* start The data *
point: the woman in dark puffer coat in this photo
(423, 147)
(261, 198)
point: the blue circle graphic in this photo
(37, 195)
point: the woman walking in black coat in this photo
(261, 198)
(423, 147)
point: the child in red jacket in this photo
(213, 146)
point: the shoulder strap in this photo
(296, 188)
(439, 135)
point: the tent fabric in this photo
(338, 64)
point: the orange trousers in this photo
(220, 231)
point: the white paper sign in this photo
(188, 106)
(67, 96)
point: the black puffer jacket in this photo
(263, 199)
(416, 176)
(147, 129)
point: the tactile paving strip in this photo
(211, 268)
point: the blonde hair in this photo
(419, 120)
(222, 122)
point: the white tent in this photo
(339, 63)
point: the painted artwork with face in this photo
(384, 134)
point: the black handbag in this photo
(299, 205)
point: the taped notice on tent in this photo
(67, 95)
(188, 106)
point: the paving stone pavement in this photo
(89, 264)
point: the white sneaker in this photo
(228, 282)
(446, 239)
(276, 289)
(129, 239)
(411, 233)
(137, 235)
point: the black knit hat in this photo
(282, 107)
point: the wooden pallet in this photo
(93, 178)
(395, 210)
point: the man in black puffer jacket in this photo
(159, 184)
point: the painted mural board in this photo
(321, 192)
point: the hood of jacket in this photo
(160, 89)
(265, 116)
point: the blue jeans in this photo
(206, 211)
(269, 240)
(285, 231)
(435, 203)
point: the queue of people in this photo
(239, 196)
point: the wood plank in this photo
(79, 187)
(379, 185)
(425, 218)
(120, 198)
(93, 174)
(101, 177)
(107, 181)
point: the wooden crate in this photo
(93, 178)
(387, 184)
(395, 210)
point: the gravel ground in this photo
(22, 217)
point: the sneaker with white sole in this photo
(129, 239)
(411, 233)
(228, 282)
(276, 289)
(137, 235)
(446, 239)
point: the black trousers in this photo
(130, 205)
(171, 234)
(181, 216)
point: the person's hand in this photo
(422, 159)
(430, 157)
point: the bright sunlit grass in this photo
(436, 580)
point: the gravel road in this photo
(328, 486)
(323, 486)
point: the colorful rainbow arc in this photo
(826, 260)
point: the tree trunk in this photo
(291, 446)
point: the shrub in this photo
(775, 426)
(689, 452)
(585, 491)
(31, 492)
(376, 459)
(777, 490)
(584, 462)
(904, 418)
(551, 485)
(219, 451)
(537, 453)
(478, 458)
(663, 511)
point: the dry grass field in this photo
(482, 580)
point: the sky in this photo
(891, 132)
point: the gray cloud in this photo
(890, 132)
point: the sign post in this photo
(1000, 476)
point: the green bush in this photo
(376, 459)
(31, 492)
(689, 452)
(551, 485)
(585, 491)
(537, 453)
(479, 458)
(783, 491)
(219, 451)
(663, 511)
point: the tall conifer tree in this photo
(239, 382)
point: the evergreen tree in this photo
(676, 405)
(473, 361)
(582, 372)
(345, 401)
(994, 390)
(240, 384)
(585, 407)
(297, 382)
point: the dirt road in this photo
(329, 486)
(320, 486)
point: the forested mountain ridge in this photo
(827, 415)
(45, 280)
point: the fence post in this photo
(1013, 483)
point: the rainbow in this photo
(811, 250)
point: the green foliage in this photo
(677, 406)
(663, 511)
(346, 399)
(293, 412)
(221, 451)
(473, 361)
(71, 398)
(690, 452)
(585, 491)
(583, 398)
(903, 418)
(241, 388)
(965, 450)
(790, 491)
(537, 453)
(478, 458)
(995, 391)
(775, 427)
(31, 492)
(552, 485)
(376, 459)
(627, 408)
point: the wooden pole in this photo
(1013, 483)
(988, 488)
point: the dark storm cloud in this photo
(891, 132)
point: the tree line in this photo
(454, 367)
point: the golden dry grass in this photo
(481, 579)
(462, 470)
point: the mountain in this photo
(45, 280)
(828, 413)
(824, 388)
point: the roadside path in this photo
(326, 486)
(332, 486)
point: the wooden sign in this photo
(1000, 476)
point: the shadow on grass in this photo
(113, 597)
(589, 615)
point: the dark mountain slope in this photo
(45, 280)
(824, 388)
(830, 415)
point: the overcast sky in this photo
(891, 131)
* end The data *
Repeat each record exactly. Omit nothing.

## The reply
point: the woman in dark puffer coat in this photo
(423, 147)
(261, 198)
point: the blue circle graphic in this photo
(37, 195)
point: the woman walking in black coat in this photo
(261, 198)
(423, 147)
point: the child in red jacket in this photo
(213, 146)
point: the shoulder strap in this photo
(296, 188)
(439, 135)
point: the tent fabric in this photo
(338, 64)
point: the orange trousers in this photo
(220, 231)
point: the white paper sign in this photo
(188, 106)
(67, 96)
point: the black puffer jacket in this photo
(263, 199)
(416, 176)
(147, 129)
point: the tactile paving strip in this photo
(211, 268)
point: the blonde hair in this photo
(419, 120)
(222, 122)
point: the white tent in this photo
(339, 63)
point: the painted artwork with face in this photo
(384, 134)
point: the black handbag in this photo
(299, 205)
point: the taped notice on tent in this photo
(67, 95)
(188, 106)
point: the paving stone pavement in this photo
(89, 264)
point: the white sneaker in this photo
(228, 282)
(446, 239)
(276, 289)
(129, 239)
(411, 233)
(137, 235)
point: the black knit hat in this photo
(282, 107)
point: the wooden pallet in this photo
(93, 178)
(395, 210)
point: the man in black puffer jacket in this photo
(159, 184)
point: the painted mural board in this photo
(321, 192)
point: the hood of jacket in this photo
(160, 89)
(265, 116)
point: the blue jeans in this photo
(206, 211)
(269, 240)
(285, 231)
(435, 203)
point: the queue of people in this photo
(239, 196)
point: the wood plank in this photo
(79, 187)
(379, 185)
(425, 218)
(120, 198)
(93, 174)
(101, 177)
(107, 181)
point: the wooden crate in this photo
(93, 178)
(387, 184)
(395, 210)
point: the gravel ground in this photo
(22, 217)
point: the sneaker with white sole in this photo
(129, 239)
(411, 233)
(228, 282)
(276, 289)
(137, 235)
(446, 239)
point: the black trousers in this photo
(130, 205)
(171, 234)
(181, 216)
point: the person's hand in this photo
(422, 159)
(430, 157)
point: the bright sunlit grass in this photo
(436, 580)
point: the gravel road in this photo
(328, 486)
(323, 486)
point: the colorful rainbow arc in this photo
(826, 260)
point: the tree trunk in this photo
(291, 446)
point: the shrub in this photo
(775, 426)
(689, 452)
(585, 491)
(31, 492)
(376, 459)
(777, 490)
(584, 462)
(904, 418)
(551, 485)
(219, 451)
(537, 453)
(478, 458)
(663, 511)
point: the dry grass field in this photo
(482, 580)
point: the sky in this photo
(891, 132)
point: the gray cloud in this photo
(890, 132)
point: the sign post in this photo
(1000, 476)
point: the green bush in this photo
(376, 459)
(31, 492)
(689, 452)
(551, 485)
(585, 491)
(537, 453)
(479, 458)
(783, 491)
(219, 451)
(663, 511)
point: the tall conifer tree in this photo
(239, 382)
point: the evergreen tree in this photo
(676, 405)
(473, 361)
(582, 372)
(345, 401)
(994, 390)
(240, 384)
(585, 407)
(297, 382)
point: the dirt road in this photo
(329, 486)
(320, 486)
point: the forested mountain ridge in this photo
(827, 415)
(45, 280)
point: the fence post in this photo
(1013, 483)
point: the rainbow in this photo
(811, 250)
point: the green foliage in this photo
(677, 406)
(663, 511)
(346, 399)
(293, 412)
(221, 451)
(473, 361)
(71, 398)
(690, 452)
(585, 491)
(583, 398)
(903, 418)
(241, 388)
(965, 450)
(790, 491)
(537, 453)
(478, 458)
(995, 391)
(775, 427)
(31, 492)
(552, 485)
(376, 459)
(627, 408)
point: the wooden pole in this photo
(1013, 483)
(988, 488)
point: the dark storm cloud in this photo
(891, 132)
point: the tree line in this photo
(454, 367)
point: the golden dry grass in this photo
(481, 579)
(462, 470)
point: the mountain in this photo
(45, 280)
(828, 413)
(824, 388)
point: the roadside path in this photo
(326, 486)
(332, 486)
point: the wooden sign in this photo
(1000, 476)
point: the shadow on grass in this photo
(113, 597)
(589, 615)
point: the dark mountain slope in this photo
(45, 280)
(824, 388)
(830, 415)
point: the overcast sky in this photo
(891, 131)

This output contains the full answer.